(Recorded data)
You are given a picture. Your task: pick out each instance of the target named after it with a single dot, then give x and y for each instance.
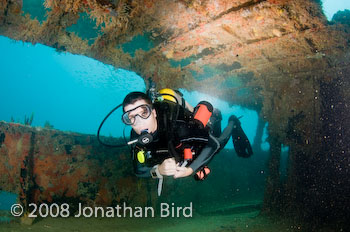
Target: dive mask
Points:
(143, 111)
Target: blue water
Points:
(74, 93)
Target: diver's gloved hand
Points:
(239, 138)
(168, 167)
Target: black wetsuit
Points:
(176, 129)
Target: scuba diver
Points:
(171, 138)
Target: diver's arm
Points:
(206, 154)
(141, 170)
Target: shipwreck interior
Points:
(280, 58)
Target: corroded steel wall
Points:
(44, 165)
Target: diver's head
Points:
(139, 112)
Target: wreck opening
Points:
(281, 59)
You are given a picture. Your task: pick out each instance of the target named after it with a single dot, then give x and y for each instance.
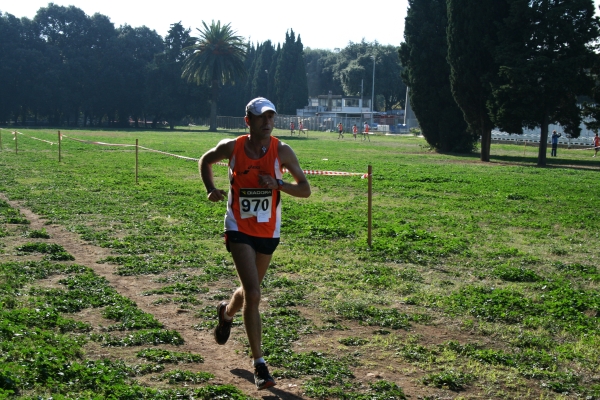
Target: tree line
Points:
(65, 68)
(475, 65)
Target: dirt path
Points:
(228, 363)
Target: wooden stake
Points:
(370, 205)
(136, 160)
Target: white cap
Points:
(259, 105)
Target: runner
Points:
(253, 218)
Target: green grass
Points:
(503, 255)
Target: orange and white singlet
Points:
(251, 209)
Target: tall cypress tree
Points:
(472, 38)
(426, 73)
(545, 54)
(291, 87)
(260, 77)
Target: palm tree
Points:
(217, 57)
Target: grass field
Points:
(481, 282)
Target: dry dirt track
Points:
(228, 363)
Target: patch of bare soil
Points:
(229, 363)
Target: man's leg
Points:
(251, 268)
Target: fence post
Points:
(370, 205)
(136, 160)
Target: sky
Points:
(321, 24)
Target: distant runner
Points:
(253, 218)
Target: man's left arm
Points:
(300, 187)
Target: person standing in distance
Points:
(253, 217)
(340, 130)
(555, 137)
(366, 132)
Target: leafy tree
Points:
(320, 66)
(426, 72)
(259, 83)
(234, 97)
(591, 106)
(218, 55)
(291, 89)
(472, 38)
(355, 70)
(545, 52)
(388, 80)
(168, 95)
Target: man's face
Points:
(263, 123)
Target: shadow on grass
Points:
(277, 392)
(554, 162)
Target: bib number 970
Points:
(256, 203)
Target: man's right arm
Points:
(220, 152)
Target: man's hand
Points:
(217, 195)
(268, 182)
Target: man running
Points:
(253, 217)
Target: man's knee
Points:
(252, 296)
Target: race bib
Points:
(256, 203)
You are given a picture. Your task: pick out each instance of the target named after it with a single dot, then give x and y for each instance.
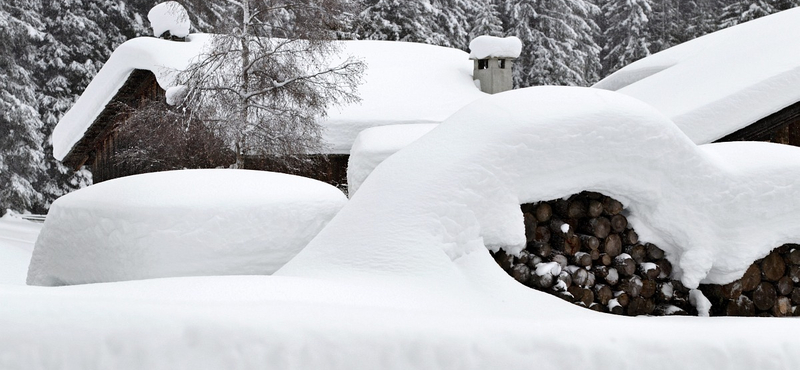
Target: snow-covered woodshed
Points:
(739, 83)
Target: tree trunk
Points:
(612, 245)
(764, 297)
(751, 278)
(543, 212)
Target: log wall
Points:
(582, 250)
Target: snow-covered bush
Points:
(169, 16)
(485, 46)
(180, 223)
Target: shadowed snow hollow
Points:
(459, 187)
(180, 223)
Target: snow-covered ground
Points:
(401, 277)
(404, 83)
(16, 245)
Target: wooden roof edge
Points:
(102, 124)
(761, 128)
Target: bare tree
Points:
(266, 82)
(155, 137)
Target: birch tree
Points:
(266, 82)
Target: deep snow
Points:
(719, 83)
(180, 223)
(401, 277)
(373, 145)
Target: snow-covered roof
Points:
(403, 83)
(169, 16)
(180, 223)
(719, 83)
(162, 57)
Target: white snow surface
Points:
(373, 145)
(724, 81)
(483, 47)
(16, 245)
(175, 94)
(401, 278)
(169, 16)
(180, 223)
(404, 83)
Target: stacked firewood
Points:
(583, 250)
(770, 287)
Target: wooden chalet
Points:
(141, 69)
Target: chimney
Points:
(493, 62)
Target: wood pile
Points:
(770, 287)
(582, 250)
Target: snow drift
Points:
(180, 223)
(398, 88)
(483, 47)
(714, 209)
(373, 145)
(401, 278)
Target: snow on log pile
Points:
(770, 287)
(694, 202)
(583, 250)
(397, 88)
(180, 223)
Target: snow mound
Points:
(458, 188)
(483, 47)
(169, 16)
(722, 82)
(180, 223)
(373, 145)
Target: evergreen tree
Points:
(399, 20)
(746, 10)
(20, 126)
(558, 38)
(625, 40)
(79, 38)
(486, 21)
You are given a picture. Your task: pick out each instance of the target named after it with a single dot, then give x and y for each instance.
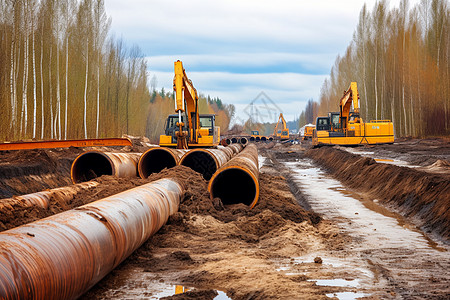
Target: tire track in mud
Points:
(402, 262)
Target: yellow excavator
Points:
(187, 128)
(283, 132)
(348, 128)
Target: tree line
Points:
(400, 59)
(63, 76)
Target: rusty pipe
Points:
(237, 180)
(236, 148)
(156, 159)
(92, 164)
(42, 199)
(205, 161)
(225, 142)
(63, 256)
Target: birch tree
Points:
(101, 27)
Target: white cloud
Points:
(234, 49)
(289, 91)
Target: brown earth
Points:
(419, 195)
(207, 242)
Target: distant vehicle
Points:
(348, 128)
(188, 128)
(283, 132)
(308, 131)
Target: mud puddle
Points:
(379, 158)
(386, 253)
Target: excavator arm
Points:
(186, 99)
(351, 96)
(283, 122)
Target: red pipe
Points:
(156, 159)
(92, 164)
(237, 180)
(63, 256)
(207, 161)
(42, 199)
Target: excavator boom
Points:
(348, 128)
(282, 133)
(190, 131)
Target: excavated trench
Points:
(377, 205)
(418, 195)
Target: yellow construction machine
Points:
(308, 131)
(348, 128)
(281, 133)
(187, 128)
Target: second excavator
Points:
(188, 128)
(348, 128)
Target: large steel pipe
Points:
(155, 160)
(205, 161)
(63, 256)
(63, 195)
(237, 180)
(243, 141)
(236, 148)
(92, 164)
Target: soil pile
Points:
(415, 193)
(29, 171)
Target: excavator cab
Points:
(208, 133)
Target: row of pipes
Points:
(207, 162)
(63, 256)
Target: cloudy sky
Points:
(236, 49)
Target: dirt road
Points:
(310, 236)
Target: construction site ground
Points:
(369, 222)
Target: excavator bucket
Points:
(181, 137)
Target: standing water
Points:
(386, 254)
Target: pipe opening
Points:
(234, 186)
(155, 161)
(201, 162)
(91, 165)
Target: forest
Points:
(399, 58)
(64, 76)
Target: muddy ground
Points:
(279, 249)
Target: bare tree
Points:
(101, 27)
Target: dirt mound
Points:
(206, 241)
(29, 171)
(415, 193)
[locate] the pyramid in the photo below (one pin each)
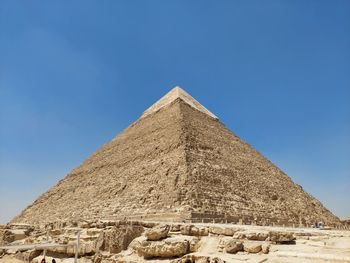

Exercise prompt:
The records above must be output exactly, except for their pictures.

Answer space:
You are given a picture. Your task: pick out each instance of the target named after it with a single dot, then give x and y for each instance.
Target: dive mask
Points:
(143, 111)
Target: blue water
Points:
(74, 93)
Target: diver's gloved hand
Points:
(239, 138)
(168, 167)
Target: black wetsuit
Points:
(176, 129)
Target: scuba diver
Points:
(171, 138)
Target: diver's arm
Points:
(206, 154)
(141, 170)
Target: shipwreck interior
Points:
(280, 58)
Target: corroded steel wall
Points:
(44, 165)
Target: diver's head
Points:
(139, 112)
Target: wreck opening
Points:
(281, 59)
You are given a picture. Your task: pick out each instance of the target named after it with a single dot, then give x and y for each instance.
Target: tree line
Points:
(65, 68)
(475, 65)
Target: dirt path
Points:
(228, 363)
Target: wooden stake
Points:
(370, 205)
(136, 160)
Target: white cap
Points:
(259, 105)
Target: runner
Points:
(253, 218)
Target: green grass
Points:
(503, 255)
Target: orange and white singlet
Points:
(251, 209)
Target: tall cypress tree
Points:
(472, 38)
(426, 73)
(545, 54)
(291, 87)
(260, 77)
Target: palm tree
Points:
(217, 57)
Target: grass field
Points:
(481, 282)
Target: dry dirt track
Points:
(228, 363)
Target: patch of bare soil
Points:
(229, 363)
Target: man's leg
Points:
(251, 268)
Target: fence post
Points:
(370, 205)
(136, 160)
Target: sky
Points:
(321, 24)
Target: distant runner
Points:
(253, 218)
Target: man's left arm
Points:
(300, 187)
Target: person standing in distance
Points:
(253, 217)
(340, 130)
(555, 137)
(366, 132)
Target: leafy tree
Points:
(320, 66)
(426, 72)
(259, 83)
(234, 97)
(591, 106)
(218, 55)
(291, 89)
(472, 38)
(355, 70)
(545, 52)
(388, 80)
(168, 95)
Target: man's face
Points:
(263, 123)
Target: shadow on grass
Points:
(277, 392)
(554, 162)
Target: bib number 970
Points:
(256, 203)
Target: man's right arm
Points:
(220, 152)
Target: man's hand
Points:
(217, 195)
(268, 182)
Target: man running
Points:
(253, 217)
Target: man's knee
Points:
(252, 296)
Target: race bib
Points:
(256, 203)
You are given a picture. Your task: pick out each instance of the target named after it with a single dot, then give x and y for each instance.
Target: snow-covered woodshed
Points:
(739, 83)
Target: tree trunk
Points:
(612, 245)
(764, 297)
(751, 278)
(543, 212)
Target: log wall
Points:
(582, 250)
Target: snow-covered bush
Points:
(169, 16)
(485, 46)
(180, 223)
Target: shadowed snow hollow
Points:
(459, 187)
(180, 223)
Target: snow-covered ground
Points:
(401, 277)
(404, 83)
(16, 245)
Target: wooden roof edge
Points:
(102, 124)
(761, 128)
Target: bare tree
Points:
(266, 82)
(155, 137)
Target: birch tree
Points:
(266, 82)
Target: deep snow
Points:
(719, 83)
(180, 223)
(401, 277)
(373, 145)
Target: snow-covered roof
Points:
(403, 83)
(169, 16)
(180, 223)
(719, 83)
(162, 57)
Target: white snow surface
Points:
(373, 145)
(724, 81)
(483, 47)
(16, 245)
(175, 94)
(401, 278)
(169, 16)
(180, 223)
(404, 83)
Target: stacked firewood
Points:
(583, 250)
(770, 287)
Target: wooden chalet
Points:
(141, 69)
Target: chimney
Points:
(493, 62)
Target: wood pile
Points:
(770, 287)
(582, 250)
Target: snow drift
Points:
(180, 223)
(398, 88)
(483, 47)
(714, 209)
(373, 145)
(401, 278)
Target: snow on log pile
Points:
(770, 287)
(694, 202)
(583, 250)
(397, 88)
(180, 223)
Target: snow mound
Points:
(458, 188)
(483, 47)
(169, 16)
(722, 82)
(180, 223)
(373, 145)
Target: evergreen tree
Points:
(399, 20)
(746, 10)
(20, 126)
(558, 38)
(625, 40)
(79, 38)
(486, 21)
You are given a picture. Your task: pick out each instance of the target named after it with a single dot, then give x and y for each instance.
Target: tire track in mud
Points:
(402, 262)
Target: yellow excavator
Points:
(187, 128)
(283, 132)
(348, 128)
Target: tree line
Points:
(400, 59)
(63, 76)
Target: rusty pipe
Points:
(237, 180)
(236, 148)
(156, 159)
(92, 164)
(42, 199)
(205, 161)
(225, 142)
(63, 256)
Target: birch tree
Points:
(101, 27)
Target: white cloud
Points:
(234, 49)
(289, 91)
Target: brown earth
Points:
(419, 195)
(207, 242)
Target: distant vehicle
Points:
(348, 128)
(188, 128)
(283, 132)
(308, 131)
Target: mud puddle
Points:
(379, 158)
(386, 253)
Target: excavator arm
Points:
(186, 99)
(351, 96)
(283, 122)
Target: red pipe
Points:
(156, 159)
(92, 164)
(237, 180)
(63, 256)
(207, 161)
(42, 199)
Target: excavator boom
Points:
(348, 128)
(282, 133)
(190, 131)
Target: excavated trench
Points:
(377, 205)
(418, 195)
Target: yellow construction machine
Points:
(308, 131)
(348, 128)
(281, 133)
(187, 128)
Target: second excavator
Points:
(188, 128)
(348, 128)
Target: large steel pipe
Points:
(155, 160)
(205, 161)
(63, 256)
(63, 195)
(237, 180)
(243, 141)
(236, 148)
(92, 164)
Target: soil pile
Points:
(415, 193)
(29, 171)
Target: excavator cab
Points:
(208, 133)
Target: row of pipes
Points:
(207, 162)
(63, 256)
Target: cloudy sky
Points:
(236, 49)
Target: dirt road
Points:
(310, 236)
Target: construction site ground
Points:
(369, 222)
Target: excavator bucket
Points:
(181, 137)
Target: standing water
Points:
(386, 254)
Target: pipe opening
Points:
(234, 186)
(155, 161)
(201, 162)
(91, 165)
Target: forest
Points:
(399, 58)
(64, 76)
Target: muddy ground
Points:
(279, 249)
Target: bare tree
Points:
(101, 27)
Target: dirt mound
Points:
(206, 241)
(29, 171)
(415, 193)
[locate] the pyramid in the photo below (one pin each)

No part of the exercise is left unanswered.